[TASK TO CARRY OUT] Render every line of the records below as a JSON list of strings, one string per line, skipping blank lines. Leave the pictures out.

[DATA RECORDS]
--- begin ---
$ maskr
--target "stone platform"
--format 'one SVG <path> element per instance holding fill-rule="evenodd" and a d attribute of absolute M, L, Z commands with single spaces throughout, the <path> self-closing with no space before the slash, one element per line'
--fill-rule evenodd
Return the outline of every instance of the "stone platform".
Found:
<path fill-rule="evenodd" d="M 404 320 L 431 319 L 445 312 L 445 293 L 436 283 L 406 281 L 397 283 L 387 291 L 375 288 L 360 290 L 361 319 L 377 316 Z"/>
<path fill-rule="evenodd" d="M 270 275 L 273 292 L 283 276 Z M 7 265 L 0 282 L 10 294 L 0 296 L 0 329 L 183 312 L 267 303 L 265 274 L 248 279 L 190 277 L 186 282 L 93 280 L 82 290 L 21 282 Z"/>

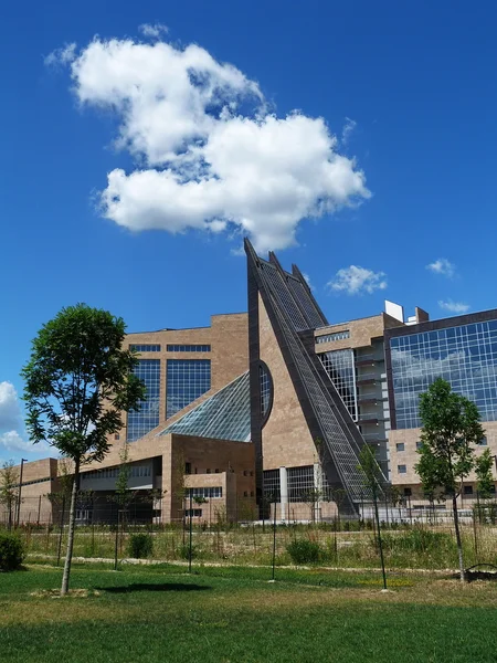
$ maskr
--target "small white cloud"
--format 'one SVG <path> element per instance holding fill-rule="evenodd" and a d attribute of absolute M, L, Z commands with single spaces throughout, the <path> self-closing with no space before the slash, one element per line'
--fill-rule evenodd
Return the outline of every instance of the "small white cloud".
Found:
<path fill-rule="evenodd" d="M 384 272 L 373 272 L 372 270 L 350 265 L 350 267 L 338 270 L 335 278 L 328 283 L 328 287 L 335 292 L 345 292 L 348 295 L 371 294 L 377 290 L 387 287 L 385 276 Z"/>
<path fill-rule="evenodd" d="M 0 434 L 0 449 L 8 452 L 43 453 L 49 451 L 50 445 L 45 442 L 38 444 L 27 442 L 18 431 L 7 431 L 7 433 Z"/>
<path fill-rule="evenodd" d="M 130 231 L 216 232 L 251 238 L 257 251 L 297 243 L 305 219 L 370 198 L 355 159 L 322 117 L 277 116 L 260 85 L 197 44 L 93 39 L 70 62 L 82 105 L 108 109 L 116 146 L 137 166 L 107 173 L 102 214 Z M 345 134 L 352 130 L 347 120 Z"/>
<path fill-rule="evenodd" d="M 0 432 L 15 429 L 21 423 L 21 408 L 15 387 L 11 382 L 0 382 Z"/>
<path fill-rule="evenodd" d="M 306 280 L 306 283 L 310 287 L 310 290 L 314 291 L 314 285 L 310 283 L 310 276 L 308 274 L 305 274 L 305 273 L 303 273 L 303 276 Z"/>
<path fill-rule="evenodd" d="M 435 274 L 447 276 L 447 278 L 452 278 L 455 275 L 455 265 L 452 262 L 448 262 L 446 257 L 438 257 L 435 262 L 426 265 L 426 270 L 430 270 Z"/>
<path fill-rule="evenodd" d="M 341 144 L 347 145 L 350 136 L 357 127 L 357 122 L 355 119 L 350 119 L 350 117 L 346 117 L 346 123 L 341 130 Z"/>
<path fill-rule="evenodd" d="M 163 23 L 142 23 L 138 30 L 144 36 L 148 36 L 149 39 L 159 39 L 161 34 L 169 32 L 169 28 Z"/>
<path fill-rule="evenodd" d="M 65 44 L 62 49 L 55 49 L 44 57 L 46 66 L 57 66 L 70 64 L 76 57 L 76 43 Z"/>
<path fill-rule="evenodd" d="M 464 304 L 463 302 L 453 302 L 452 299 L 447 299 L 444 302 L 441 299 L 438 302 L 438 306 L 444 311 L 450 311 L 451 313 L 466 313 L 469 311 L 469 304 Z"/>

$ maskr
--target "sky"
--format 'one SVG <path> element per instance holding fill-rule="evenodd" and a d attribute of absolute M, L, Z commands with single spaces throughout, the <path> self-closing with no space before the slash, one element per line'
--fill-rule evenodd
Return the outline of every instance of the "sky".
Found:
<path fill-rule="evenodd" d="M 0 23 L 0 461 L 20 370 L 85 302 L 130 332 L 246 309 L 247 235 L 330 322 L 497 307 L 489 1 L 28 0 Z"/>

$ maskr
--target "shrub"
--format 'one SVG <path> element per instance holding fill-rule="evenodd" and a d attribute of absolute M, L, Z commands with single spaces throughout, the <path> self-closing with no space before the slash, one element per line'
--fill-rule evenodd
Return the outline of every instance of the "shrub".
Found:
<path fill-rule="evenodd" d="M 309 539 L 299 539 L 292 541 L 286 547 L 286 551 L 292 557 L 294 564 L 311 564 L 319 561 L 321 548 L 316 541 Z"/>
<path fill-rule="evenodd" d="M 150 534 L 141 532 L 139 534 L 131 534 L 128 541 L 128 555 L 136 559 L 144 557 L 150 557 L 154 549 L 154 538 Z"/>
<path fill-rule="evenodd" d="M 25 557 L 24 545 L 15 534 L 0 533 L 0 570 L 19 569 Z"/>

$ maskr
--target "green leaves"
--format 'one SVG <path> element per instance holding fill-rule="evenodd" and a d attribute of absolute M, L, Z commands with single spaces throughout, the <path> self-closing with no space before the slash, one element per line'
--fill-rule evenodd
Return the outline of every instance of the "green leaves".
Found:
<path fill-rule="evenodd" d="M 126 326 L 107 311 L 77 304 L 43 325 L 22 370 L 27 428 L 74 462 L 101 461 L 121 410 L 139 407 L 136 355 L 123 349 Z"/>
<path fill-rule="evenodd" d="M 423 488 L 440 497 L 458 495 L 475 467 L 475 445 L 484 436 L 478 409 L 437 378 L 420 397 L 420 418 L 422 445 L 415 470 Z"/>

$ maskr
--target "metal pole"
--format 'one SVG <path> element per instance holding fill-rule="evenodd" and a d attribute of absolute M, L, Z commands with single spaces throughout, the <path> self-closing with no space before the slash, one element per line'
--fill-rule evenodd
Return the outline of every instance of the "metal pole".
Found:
--- end ---
[COMPLETE OUTPUT]
[
  "$ maskr",
  "--target \"stone platform\"",
  "--format 'one SVG <path> element per instance holding fill-rule=\"evenodd\" and a d attribute of absolute M, L, Z commands with single spaces throughout, the <path> self-closing with no space before the slash, one element per line'",
  "--fill-rule evenodd",
  "Return the outline of every instance of the \"stone platform\".",
  "Found:",
  "<path fill-rule=\"evenodd\" d=\"M 404 320 L 431 319 L 445 312 L 445 293 L 436 283 L 406 281 L 397 283 L 387 291 L 375 288 L 360 290 L 361 319 L 377 316 Z\"/>",
  "<path fill-rule=\"evenodd\" d=\"M 270 275 L 273 292 L 283 276 Z M 7 265 L 0 282 L 10 294 L 0 296 L 0 329 L 183 312 L 267 303 L 265 274 L 248 279 L 190 277 L 186 282 L 93 280 L 82 290 L 21 282 Z\"/>",
  "$ maskr",
  "--target \"small white cloud\"",
  "--format 'one SVG <path> element per instance holding fill-rule=\"evenodd\" and a d attribute of absolute M, L, Z commands with single spaces throughout, the <path> self-closing with no space before the slash, one element per line'",
  "--fill-rule evenodd",
  "Return the outline of every instance of the \"small white cloud\".",
  "Found:",
  "<path fill-rule=\"evenodd\" d=\"M 384 272 L 373 272 L 372 270 L 350 265 L 350 267 L 338 270 L 335 278 L 328 283 L 328 287 L 335 292 L 345 292 L 348 295 L 371 294 L 377 290 L 387 287 L 385 276 Z\"/>",
  "<path fill-rule=\"evenodd\" d=\"M 0 434 L 0 449 L 8 452 L 43 453 L 49 451 L 50 445 L 45 442 L 38 444 L 27 442 L 18 431 L 7 431 L 7 433 Z\"/>",
  "<path fill-rule=\"evenodd\" d=\"M 130 231 L 216 232 L 251 238 L 257 251 L 297 243 L 305 219 L 370 198 L 355 159 L 322 117 L 277 116 L 260 85 L 197 44 L 93 39 L 70 62 L 82 105 L 108 109 L 116 146 L 137 166 L 107 173 L 102 214 Z M 345 134 L 352 130 L 347 120 Z\"/>",
  "<path fill-rule=\"evenodd\" d=\"M 0 432 L 15 429 L 21 423 L 21 408 L 15 387 L 11 382 L 0 382 Z\"/>",
  "<path fill-rule=\"evenodd\" d=\"M 306 280 L 306 283 L 310 287 L 310 290 L 314 291 L 314 285 L 310 283 L 310 276 L 308 274 L 305 274 L 305 273 L 303 273 L 303 276 Z\"/>",
  "<path fill-rule=\"evenodd\" d=\"M 435 274 L 447 276 L 447 278 L 452 278 L 455 275 L 455 265 L 452 262 L 448 262 L 446 257 L 438 257 L 435 262 L 426 265 L 426 270 L 430 270 Z\"/>",
  "<path fill-rule=\"evenodd\" d=\"M 341 144 L 347 145 L 350 136 L 357 127 L 357 122 L 355 119 L 350 119 L 350 117 L 346 117 L 346 123 L 341 130 Z\"/>",
  "<path fill-rule=\"evenodd\" d=\"M 163 23 L 142 23 L 138 30 L 144 36 L 148 36 L 149 39 L 159 39 L 161 34 L 169 32 L 169 28 Z\"/>",
  "<path fill-rule=\"evenodd\" d=\"M 65 44 L 62 49 L 55 49 L 44 57 L 46 66 L 57 66 L 70 64 L 76 57 L 76 43 Z\"/>",
  "<path fill-rule=\"evenodd\" d=\"M 464 304 L 463 302 L 453 302 L 452 299 L 447 299 L 444 302 L 441 299 L 438 302 L 438 306 L 444 311 L 450 311 L 451 313 L 466 313 L 469 311 L 469 304 Z\"/>",
  "$ maskr",
  "--target \"sky\"",
  "--format 'one SVG <path> element per instance holding fill-rule=\"evenodd\" and a d attribute of absolute M, L, Z commands with single spaces throughout, the <path> self-closing with no space before the slash, one element per line'",
  "--fill-rule evenodd",
  "Return the outline of every instance of the \"sky\".",
  "Found:",
  "<path fill-rule=\"evenodd\" d=\"M 0 23 L 0 461 L 20 370 L 85 302 L 130 332 L 246 309 L 247 235 L 330 322 L 497 307 L 489 1 L 28 0 Z\"/>",
  "$ maskr",
  "--target \"shrub\"",
  "--format 'one SVG <path> element per instance holding fill-rule=\"evenodd\" and a d attribute of absolute M, L, Z commands with single spaces throughout, the <path> self-closing with no space before the slash, one element per line'",
  "--fill-rule evenodd",
  "Return the outline of every instance of the \"shrub\".",
  "Found:",
  "<path fill-rule=\"evenodd\" d=\"M 309 539 L 299 539 L 292 541 L 286 547 L 286 551 L 292 557 L 294 564 L 311 564 L 319 561 L 321 548 L 316 541 Z\"/>",
  "<path fill-rule=\"evenodd\" d=\"M 150 534 L 141 532 L 139 534 L 131 534 L 128 541 L 128 555 L 136 559 L 144 557 L 150 557 L 154 549 L 154 538 Z\"/>",
  "<path fill-rule=\"evenodd\" d=\"M 25 557 L 24 545 L 15 534 L 0 533 L 0 570 L 19 569 Z\"/>",
  "$ maskr",
  "--target \"green leaves\"",
  "--format 'one SVG <path> element per instance holding fill-rule=\"evenodd\" and a d attribute of absolute M, L, Z commands with single spaces throughout, the <path> self-closing with no space before the slash, one element per line'",
  "--fill-rule evenodd",
  "Return the outline of every instance of the \"green leaves\".",
  "Found:",
  "<path fill-rule=\"evenodd\" d=\"M 126 326 L 107 311 L 77 304 L 43 325 L 22 370 L 27 428 L 74 462 L 101 461 L 121 410 L 139 407 L 136 355 L 123 349 Z\"/>",
  "<path fill-rule=\"evenodd\" d=\"M 423 488 L 440 497 L 458 495 L 475 467 L 475 445 L 484 436 L 478 409 L 437 378 L 420 397 L 420 418 L 422 445 L 415 470 Z\"/>",
  "$ maskr",
  "--target \"metal pole\"",
  "--format 'one SVG <path> element per instance holding fill-rule=\"evenodd\" and a d attribute of absolute M, L, Z commands with single spaces throughout, the <path> self-closing with no space before the slash, one element per line'",
  "--fill-rule evenodd",
  "Return the outline of every instance of the \"metal pole\".",
  "Found:"
]